— TASK ITEM —
Could you output, word for word, only the lines from the line with "# place a dot" to the end of the entries, including both ends? Omit the pictures.

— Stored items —
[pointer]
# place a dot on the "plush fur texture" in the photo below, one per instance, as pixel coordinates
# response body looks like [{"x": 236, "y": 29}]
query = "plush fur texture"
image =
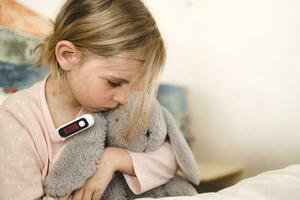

— YOUR RESPONSE —
# place a dot on the "plush fur texture" in the photo below, one per instance, as pixel coordinates
# response body looks like [{"x": 236, "y": 29}]
query = "plush fur texture"
image =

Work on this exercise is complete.